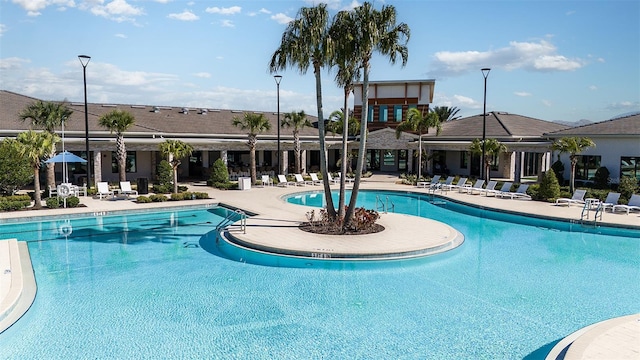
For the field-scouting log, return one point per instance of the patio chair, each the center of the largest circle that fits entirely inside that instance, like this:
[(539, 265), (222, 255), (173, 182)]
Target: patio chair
[(426, 184), (577, 198), (300, 181), (506, 187), (633, 205), (103, 190), (314, 179), (521, 193), (610, 201), (476, 187), (125, 189), (283, 182)]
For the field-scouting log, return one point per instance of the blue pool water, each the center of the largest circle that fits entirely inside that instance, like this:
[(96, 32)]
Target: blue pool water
[(136, 286)]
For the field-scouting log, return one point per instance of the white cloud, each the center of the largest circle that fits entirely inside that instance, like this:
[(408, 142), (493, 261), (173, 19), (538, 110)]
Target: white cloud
[(224, 11), (281, 18), (184, 16), (532, 56)]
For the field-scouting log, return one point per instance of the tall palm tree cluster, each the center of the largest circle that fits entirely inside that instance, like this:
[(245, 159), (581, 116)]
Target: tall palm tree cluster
[(345, 44)]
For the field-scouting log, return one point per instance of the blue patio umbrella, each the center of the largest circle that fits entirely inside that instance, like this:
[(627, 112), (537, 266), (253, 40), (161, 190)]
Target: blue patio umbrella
[(64, 158)]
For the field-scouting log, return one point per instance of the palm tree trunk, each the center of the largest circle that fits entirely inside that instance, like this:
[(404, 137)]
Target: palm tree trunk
[(331, 210), (361, 147)]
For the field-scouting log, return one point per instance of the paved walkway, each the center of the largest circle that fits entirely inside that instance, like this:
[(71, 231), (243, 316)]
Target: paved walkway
[(275, 227)]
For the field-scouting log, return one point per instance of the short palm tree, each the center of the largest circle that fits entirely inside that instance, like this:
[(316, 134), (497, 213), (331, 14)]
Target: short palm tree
[(573, 146), (297, 121), (36, 146), (254, 124), (118, 122), (419, 123), (48, 116), (175, 150), (492, 148), (305, 43), (446, 113)]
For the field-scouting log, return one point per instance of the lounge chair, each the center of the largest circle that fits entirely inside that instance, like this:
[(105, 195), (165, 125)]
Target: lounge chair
[(577, 198), (610, 201), (425, 184), (476, 187), (103, 190), (490, 187), (300, 181), (633, 205), (125, 189), (283, 182), (521, 193), (506, 187), (266, 181), (314, 179)]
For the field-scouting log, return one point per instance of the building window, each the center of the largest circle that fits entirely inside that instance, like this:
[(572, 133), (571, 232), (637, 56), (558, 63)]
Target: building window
[(587, 166), (397, 113), (384, 113), (464, 160), (630, 166), (130, 162)]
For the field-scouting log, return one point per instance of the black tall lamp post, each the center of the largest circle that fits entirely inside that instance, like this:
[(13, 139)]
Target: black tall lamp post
[(278, 78), (84, 60), (485, 74)]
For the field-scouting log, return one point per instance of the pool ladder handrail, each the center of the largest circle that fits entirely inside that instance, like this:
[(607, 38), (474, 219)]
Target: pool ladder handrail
[(231, 218)]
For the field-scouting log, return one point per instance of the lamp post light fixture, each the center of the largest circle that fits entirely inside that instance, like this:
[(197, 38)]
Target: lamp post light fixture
[(485, 74), (84, 60), (278, 78)]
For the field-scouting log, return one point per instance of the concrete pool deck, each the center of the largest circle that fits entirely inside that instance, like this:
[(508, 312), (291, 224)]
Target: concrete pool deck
[(277, 220)]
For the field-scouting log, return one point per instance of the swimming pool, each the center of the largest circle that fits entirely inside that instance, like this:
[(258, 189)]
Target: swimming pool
[(136, 286)]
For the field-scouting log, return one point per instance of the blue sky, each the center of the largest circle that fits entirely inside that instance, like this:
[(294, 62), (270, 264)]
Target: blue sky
[(551, 60)]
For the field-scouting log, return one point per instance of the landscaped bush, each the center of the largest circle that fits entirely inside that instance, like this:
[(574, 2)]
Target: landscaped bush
[(14, 202)]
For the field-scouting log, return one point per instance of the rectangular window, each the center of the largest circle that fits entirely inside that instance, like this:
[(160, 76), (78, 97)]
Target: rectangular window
[(397, 113), (464, 160), (630, 166), (587, 166), (384, 113), (130, 162)]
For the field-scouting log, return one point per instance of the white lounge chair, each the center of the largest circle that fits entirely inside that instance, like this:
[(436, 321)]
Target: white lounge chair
[(633, 205), (300, 181), (283, 182), (425, 184), (125, 189), (610, 201), (506, 187), (521, 193), (476, 187), (103, 190), (314, 179), (490, 187), (577, 198)]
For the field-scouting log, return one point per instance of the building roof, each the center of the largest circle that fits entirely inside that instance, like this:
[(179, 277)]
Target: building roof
[(499, 125), (150, 120), (622, 126)]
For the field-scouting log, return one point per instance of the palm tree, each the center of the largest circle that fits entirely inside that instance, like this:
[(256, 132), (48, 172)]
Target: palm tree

====

Nothing but the pictures may be dropped; output the records above exactly.

For the field-scouting log, return one point per instance of the patio chair, each the center of the largest circle that fits entirely inside that instance, like this:
[(539, 265), (222, 255), (173, 182)]
Target: patio chair
[(426, 184), (577, 198), (300, 181), (506, 187), (633, 205), (103, 190), (314, 179), (521, 193), (610, 201), (476, 187), (125, 189), (283, 182)]
For the field-scouting log, return one point per instance of the blue pool water, each the center of the largest circle that fits entirely inside that instance, like this:
[(96, 32)]
Target: blue pool water
[(136, 286)]
For the field-scouting log, return one point per instance of the white cloud, each the center of the largest circle that fits entirely inside that instance, like this:
[(408, 142), (493, 261), (173, 19), (538, 110)]
Target: white cloud
[(224, 11), (281, 18), (184, 16), (532, 56)]
For the field-scouting log, return one point per instance of the tall palm tree cluster, each the center of the largest circle that fits entirely inside that instance, like this:
[(245, 159), (581, 116)]
Target: tall palm tree cluster
[(345, 44)]
For the field-scouting log, return one point per instance of the blue patio umbrella, each the center of the largest circle that fits entirely inside that instance, like this:
[(627, 112), (537, 266), (253, 40), (161, 190)]
Target: blue patio umbrella
[(64, 158)]
For the field-scouting log, return one point per instance of the palm tree trunk, each the center of the largest circle that fits entirely inside that instance, like this:
[(404, 137)]
Target: palm tree trunk
[(331, 210), (361, 147)]
For the field-scouting log, return one point per instance of the paved walkway, each the center of the largest circle that fits entirely inside that instance, like this:
[(71, 231), (243, 316)]
Target: paved walkway
[(275, 227)]
For the field-scouting log, return one point per instance of the short palm tree, each the center of the largest circle that fits entirely inside that instance, like this:
[(316, 134), (497, 213), (331, 14)]
Target: short palm tree
[(573, 146), (297, 121), (36, 146), (254, 124), (118, 122), (419, 123), (48, 116), (175, 150), (492, 148), (305, 43), (446, 113)]
For the field-scouting log, return one point per instance of the lounge chair, each the center of the largest circle that fits entirely inside that instance, like this:
[(105, 195), (165, 125)]
Target: lounge chair
[(577, 198), (610, 201), (425, 184), (476, 187), (103, 190), (490, 187), (300, 181), (633, 205), (125, 189), (283, 182), (521, 193), (506, 187), (266, 181), (314, 179)]
For the field-scouting log, return one point per instance of the building window, each the center of the largest circle that fits entirely inside that instance, like this:
[(572, 133), (571, 232), (637, 56), (558, 63)]
Target: building window
[(587, 166), (397, 113), (384, 113), (464, 160), (630, 166), (130, 162)]
For the field-scouting log, return one point per instance of the black tall lamp post, each the center of the largest circle that fits entirely inside that instance, like this:
[(13, 139)]
Target: black tall lamp post
[(278, 78), (84, 60), (485, 74)]
For the field-scouting log, return one point per instance of the pool ladder handrail, each the center of the largest circle that fits entirely inside that instance, like this:
[(607, 38), (474, 219)]
Target: pool ladder handrail
[(231, 218)]
For the field-scouting log, return one point per instance of the lamp post light fixture, each the center of the largest circle that fits entirely inside that instance, like this:
[(197, 38)]
Target: lamp post light fixture
[(485, 74), (84, 60), (278, 78)]
For the field-scouting log, return one point per instance of the concrete pool deck, each the center of the largest circle that fits entirely inside that instance, like this:
[(508, 312), (291, 224)]
Target: concrete pool deck
[(277, 220)]
For the field-scouting log, return one point per instance of the swimming pool, each the center of the largest circle that fits entirely inside that instance, like this:
[(258, 189)]
Target: swimming pool
[(136, 286)]
For the field-scouting log, return one point per instance of the blue sky, each the center of the largest circle that fits entirely inside that instance, like this:
[(294, 62), (270, 264)]
Target: blue sky
[(551, 60)]
For the field-scouting log, return one point per instance of the landscaped bush, each the center of the largest circle that fits entirely inside that instance, like this:
[(574, 2)]
Target: landscaped bush
[(14, 202)]
For the field-scouting log, return one point per instance of the rectangular window, each the center of the largest circle that fits entirely inside that instance, like this:
[(160, 76), (78, 97)]
Target: rectangular window
[(397, 113), (464, 160), (630, 166), (587, 166), (384, 113), (130, 162)]
For the field-scouting log, return one point per instance of the white lounge chair, each the center of the largest circle that fits entirely inside that instance, like this:
[(436, 321)]
Target: white lounge chair
[(633, 205), (300, 181), (283, 182), (425, 184), (125, 189), (610, 201), (506, 187), (521, 193), (476, 187), (103, 190), (314, 179), (490, 187), (577, 198)]
For the field-scouting log, return one point per instance of the building roof, each the center of the largest circle that fits entirely inside that instance, like this:
[(179, 277)]
Target: building roof
[(499, 125), (150, 120), (622, 126)]
For the field-scouting log, return one point per instance of the palm tree, each the center of the largest circle that fits entirely inside that instance, like this:
[(256, 132), (48, 172)]
Target: palm tree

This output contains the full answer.